EXCERTO DO TEXTO:
--*--

Thursday, March 20

Que razões condenaram Jesus Cristo à morte?

Segundo os Evangelhos, a hostilidade dos romanos em relação a Jesus Cristo, conduzindo à sua condenação à morte, pode ter residido em várias razões, ligadas ao perigo de subversão social e política. Jesus ousou dizer, designadamente, "Foi-vos dito... mas Eu digo-vos", considerou caduca a interpretação legalista da regra do puro e do impuro, disse que destruiria o Templo para reconstruí-lo de novo. Num momento em que o cardeal-patriarca de Lisboa, D. José Policarpo, interroga a crença dos cristãos em Jesus Cristo, recentrando o discurso da Igreja, o SEMANÁRIO tenta saber quais as razões que estiveram na origem da crucifixação de Jesus Cristo, 1975 anos depois de ter acontecido. Bento Domingues, Carlos Azevedo, Carreira das Neves, Feytor Pinto, Januário Torgal Ferreira, Manuel Clemente e Peter Stilwell deram as suas opiniões ao nosso jornal.

Manuel Clemente
Jesus Cristo respeita a autoridade política e até a fundamenta, no diálogo com Pilatos, governador romano da Judeia: 'Nenhum poder terias sobre mim, se não te fosse dado do alto.' Mas esta mesma fundamentação, indicando que a autoridade política é de algum modo querida por Deus, para garantir a sociabilidade humana, dá-lhe também um enquadramento que a relativiza e responsabiliza. Quando a autoridade política esquece a sua finalidade social positiva e se arvora num absoluto - como o Império Romano daquele tempo e os seus sucedâneos futuros - perde legitimidade e razão de ser.

--*--

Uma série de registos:
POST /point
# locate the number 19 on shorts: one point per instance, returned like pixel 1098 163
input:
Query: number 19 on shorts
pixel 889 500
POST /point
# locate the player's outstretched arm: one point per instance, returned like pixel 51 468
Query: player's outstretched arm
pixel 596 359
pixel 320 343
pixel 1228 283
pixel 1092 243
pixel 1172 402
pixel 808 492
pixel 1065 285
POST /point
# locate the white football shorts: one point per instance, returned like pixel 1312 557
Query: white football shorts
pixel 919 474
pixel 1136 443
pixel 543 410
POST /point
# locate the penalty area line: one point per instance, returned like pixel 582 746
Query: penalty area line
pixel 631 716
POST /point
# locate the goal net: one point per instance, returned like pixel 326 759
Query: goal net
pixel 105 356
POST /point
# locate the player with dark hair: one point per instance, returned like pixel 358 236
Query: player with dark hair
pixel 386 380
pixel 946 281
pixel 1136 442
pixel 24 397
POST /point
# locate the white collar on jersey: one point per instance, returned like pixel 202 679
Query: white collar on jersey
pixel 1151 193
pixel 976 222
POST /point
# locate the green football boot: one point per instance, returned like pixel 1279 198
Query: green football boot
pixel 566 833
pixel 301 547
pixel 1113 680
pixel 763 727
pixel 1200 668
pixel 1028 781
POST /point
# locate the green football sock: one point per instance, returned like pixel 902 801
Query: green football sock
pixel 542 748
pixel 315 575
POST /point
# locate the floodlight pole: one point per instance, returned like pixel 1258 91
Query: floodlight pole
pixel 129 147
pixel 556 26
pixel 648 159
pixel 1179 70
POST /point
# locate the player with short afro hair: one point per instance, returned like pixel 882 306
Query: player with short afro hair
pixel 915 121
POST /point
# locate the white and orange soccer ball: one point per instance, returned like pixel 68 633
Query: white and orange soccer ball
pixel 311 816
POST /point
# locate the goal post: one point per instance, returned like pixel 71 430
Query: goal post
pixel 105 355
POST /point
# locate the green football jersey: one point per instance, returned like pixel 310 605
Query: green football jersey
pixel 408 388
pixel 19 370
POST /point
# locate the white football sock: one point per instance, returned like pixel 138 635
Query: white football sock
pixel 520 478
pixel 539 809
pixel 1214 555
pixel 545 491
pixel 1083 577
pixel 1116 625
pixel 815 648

--*--

PROBLEMAS E TAREFAS:
• 1. Segundo o excerto sobre a morte de Jesus Cristo, quantos anos se passaram desde a crucifixação?
• 2. Transcreva do excerto sobre a morte de Jesus Cristo o trecho que começa em "Que razões condenaram" e vai até "ao nosso jornal.".
• 3. No excerto sobre a morte de Jesus Cristo, que motivo indica Manuel Clemente para a autoridade política perder legitimidade? Responda em uma a três frases.

RESPOSTAS POR TAREFA:
• 1. 1975 anos.

• 2.
Que razões condenaram Jesus Cristo à morte?

Segundo os Evangelhos, a hostilidade dos romanos em relação a Jesus Cristo, conduzindo à sua condenação à morte, pode ter residido em várias razões, ligadas ao perigo de subversão social e política. Jesus ousou dizer, designadamente, "Foi-vos dito... mas Eu digo-vos", considerou caduca a interpretação legalista da regra do puro e do impuro, disse que destruiria o Templo para reconstruí-lo de novo. Num momento em que o cardeal-patriarca de Lisboa, D. José Policarpo, interroga a crença dos cristãos em Jesus Cristo, recentrando o discurso da Igreja, o SEMANÁRIO tenta saber quais as razões que estiveram na origem da crucifixação de Jesus Cristo, 1975 anos depois de ter acontecido. Bento Domingues, Carlos Azevedo, Carreira das Neves, Feytor Pinto, Januário Torgal Ferreira, Manuel Clemente e Peter Stilwell deram as suas opiniões ao nosso jornal.

• 3. A autoridade política perde legitimidade e razão de ser quando esquece a sua finalidade social positiva e se arvora num absoluto. Manuel Clemente dá como exemplo o Império Romano daquele tempo e os seus sucedâneos futuros.